Texto extraído
Voto útil, abstenções e outros três fatores que podem ser decisivos na reta final
A BBC News Brasil reuniu dados das mais recentes pesquisas e ouviu especialistas para entender quais seriam estes elementos.
1 – Preferência ou ‘voto útil’?
A
pesquisa do Ibope de 26 de setembro questionou os entrevistados a
respeito do chamado “voto útil” – a possibilidade de o eleitor deixar de
votar no candidato de sua preferência para votar em outro que considere
mais competitivo contra um terceiro.
E 28% dos entrevistados naquela ocasião afirmaram que essa probabilidade era alta ou muito alta.
Essa
porcentagem é semelhante às intenções de voto do líder da pesquisa,
Jair Bolsonaro (PSL), e supera a do segundo colocado, Fernando Haddad
(PT).
Segundo a pesquisa, 10% dos eleitores de
Bolsonaro, 17% dos de Haddad, 21% dos de Ciro Gomes (PDT) e 14% dos de
Alckmin admitiam a possibilidade de mudar sua escolha nas urnas para
fazer voto útil.
“Já tivemos alguns casos memoráveis
de voto útil (mudando o rumo de eleições), por exemplo em 1988, quando
Luiza Erundina ganhou a prefeitura de São Paulo com o voto útil contra
Paulo Maluf, em 1998, quando Mario Covas ia mal nas pesquisas (para
governador de São Paulo), mas recebeu o voto de vários eleitores que
abandonaram Marta Suplicy e foi eleito em segundo turno”, explica à BBC
News Brasil o cientista político Carlos Melo, professor do Insper.
No
entanto, diz Melo, a grande dúvida é o quanto a atual volatilidade
pode, de fato, ter efeito concreto, já que a eventual migração de votos
pode se pulverizar entre diversos candidatos e ser insuficiente para
alterar o cenário atualmente mais provável de segundo turno, entre
Bolsonaro e Haddad.
Na pesquisa Datafolha
divulgada na noite de terça-feira, as intenções de voto em Bolsonaro
subiram para 32%, o que corresponde a 38% dos votos válidos. A
trajetória ascendente do candidato às vésperas das eleições fez
analistas começarem a considerar como possível, ainda que não provável,
uma vitória já no primeiro turno.
“O
voto útil existe e há movimentos de última hora do eleitorado, mas a
questão nesta eleição é: quem vai capitalizar com uma (eventual)
mudança? Se os antipetistas, por exemplo, forem fazer voto útil, eles
vão votar em um mesmo candidato? É um fenômeno mais complexo do que no
passado, porque hoje temos duas grandes frentes de rejeição (PT e
Bolsonaro) e campos múltiplos (por exemplo, Geraldo Alckmin, Ciro Gomes e
Marina Silva) que podem receber essa rejeição”, agrega o cientista
político.
2 – Os mais rejeitados?
O
alto índice de rejeição dos candidatos mais bem colocados nas pesquisas
de intenção de votos é a principal força por trás do eventual voto útil
discutido acima. Segundo pesquisa Datafolha divulgada nesta
terça-feira, 2 de outubro, 45% dos eleitores dizem que não votariam em
Bolsonaro de jeito nenhum. Para Fernando Haddad, esse índice é de 41%.

Tarefa proposta 1
Segundo o Datafolha citado no texto sobre o voto útil na reta final da eleição, qual porcentagem dos eleitores diz que não votaria em Fernando Haddad de jeito nenhum?
Tarefa proposta 2
Escreva a continuação do texto sobre o voto útil na reta final da eleição a partir da última frase apresentada.
Não é preciso consultar a listagem.

Dados registrados
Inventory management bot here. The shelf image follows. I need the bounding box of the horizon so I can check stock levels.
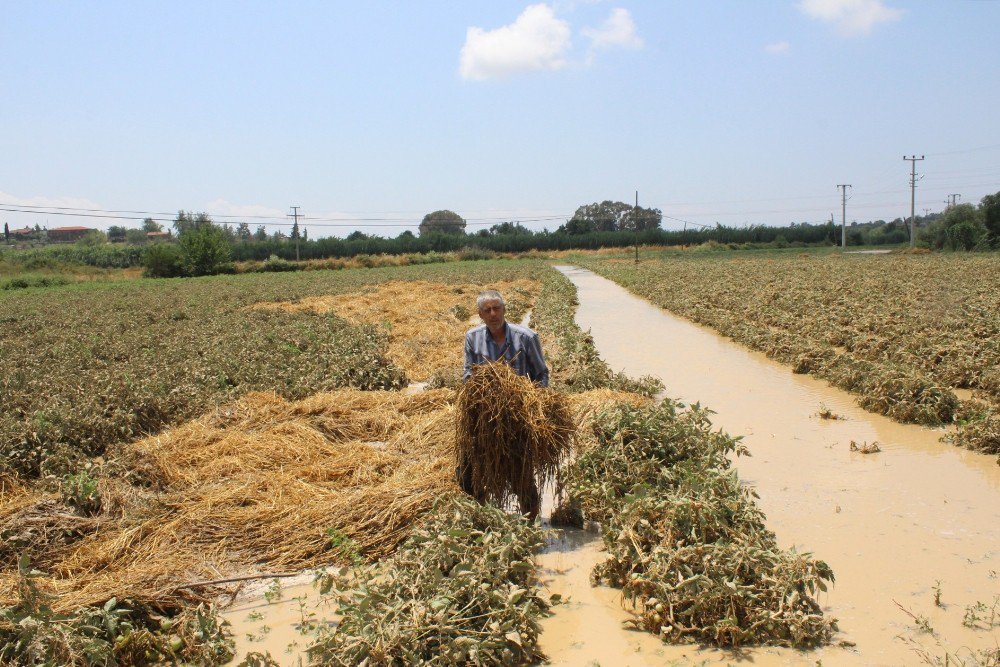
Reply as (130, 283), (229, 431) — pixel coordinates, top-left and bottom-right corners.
(0, 0), (1000, 238)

Resposta 1
Segundo o Datafolha, 41% dos eleitores dizem que não votariam em Fernando Haddad de jeito nenhum.

Resposta 2
Juntos,
os dois candidatos têm cerca da metade das intenções de voto dos
brasileiros – só em 1989 os dois primeiros colocados tiveram tão pouco,
tão perto da data das eleições.
“Só existe voto útil
por causa da alta taxa de rejeição”, afirma Melo. “De alguma forma, o
voto de rejeição está se alinhando. A questão é se vai se alinhar em um
terceiro nome ou se vai se pulverizar entre dois ou três candidatos”,
que podem acabar tendo uma votação parecida no final, mas não suficiente
para levar um deles ao segundo turno.
3. Quem levará o voto das mulheres?
As
menções às mulheres feitas pelos candidatos durante os debates de TV
dão pistas de quão cobiçado é o voto feminino nesta reta final, por dois
motivos principais: o primeiro é que elas compõem 52% do eleitorado do
total; o segundo é que o candidato mais bem colocado, Jair Bolsonaro, é
também o que tem o maior índice de rejeição feminina – 52%, segundo o
Datafolha.
Um exemplo dessa reprovação foi dado pelos
protestos de sábado, na campanha #EleNão, organizados por mulheres em
diversas cidades do país.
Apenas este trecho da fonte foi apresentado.